◆ GIVEN EXERCISE ◆
Print the part of the Title IX case study text below from "In this post, TNG’s" up to and including "pattern case study.", word for word.

In this post, TNG’s partners and industry experts illustrate some of the complexities of the Title IX cross-examination rule with respect to a pattern case study.
Suppose there is an allegation at College B of sexual misconduct involving a student, Robbie Respondent. College B learns of a previous finding at College A that Respondent had violated the sexual misconduct policy when he was a student there. He then transferred to College B and allegedly re-offended. Could the new complaint at College B involving the same Respondent consider the previous violation at College A as part of a pattern only if all the relevant witnesses from College A testified at the current hearing at College B? How does this work under the new Title IX regulations?
Kim Pacelli: I think my analysis would depend on what is the source of the evidence of the prior finding? Wouldn’t the best evidence be a document or statement from a College A official documenting the prior determination? I haven’t puzzled through all the FERPA issues there, so let’s assume it meets a FERPA exception or was a record that came in through the admissions process. If so, the College A official who made the finding can share that with College B in a hearing as a witness who submits to cross-examination and the College A record can thus be considered as a statement that may support evidence of a pattern of misconduct.
Michael Henry: I agree. The prior history of misconduct is what’s relevant, so the documents affirming a previous finding are what’s relevant to the current hearing. I see it as analogous to a police report or SANE exam where the respective officer or nurse who drafted the record would need to testify as a witness at a hearing for their statements in those records to be relied upon by the decision-maker, per the new Title IX regulations. I don’t think it would be required for the parties and witnesses involved in the College A hearing to testify at College B’s hearing as well. I don’t think College B needs to relitigate the underlying allegations any more than a criminal judge would have to relitigate prior convictions when considering them as part of sentencing for a current offense.

◆ INFORMATION SUPPLIED ◆
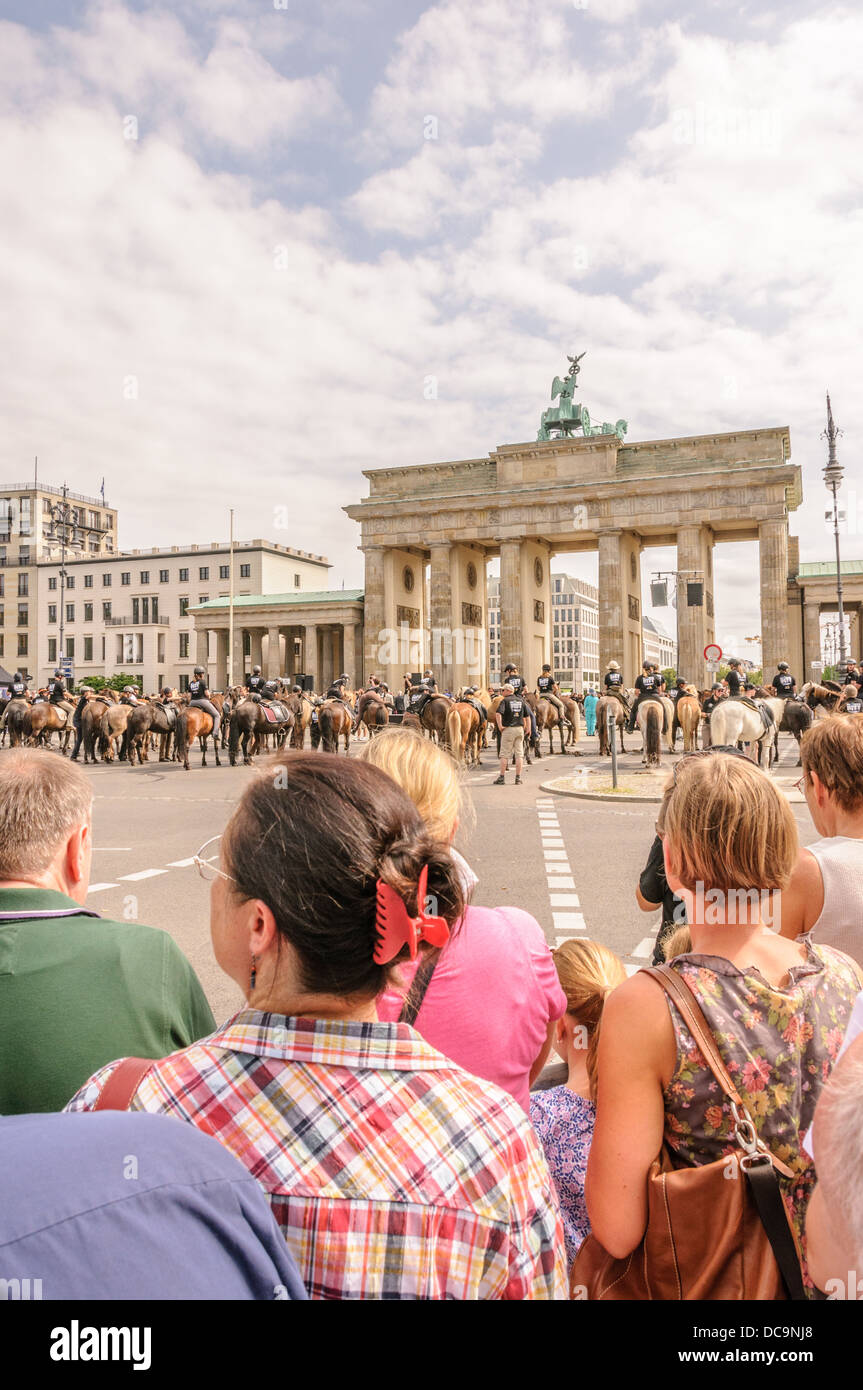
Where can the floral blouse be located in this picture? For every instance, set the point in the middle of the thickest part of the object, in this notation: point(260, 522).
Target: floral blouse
point(564, 1125)
point(778, 1045)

◆ EXERCISE RESULT ◆
In this post, TNG’s partners and industry experts illustrate some of the complexities of the Title IX cross-examination rule with respect to a pattern case study.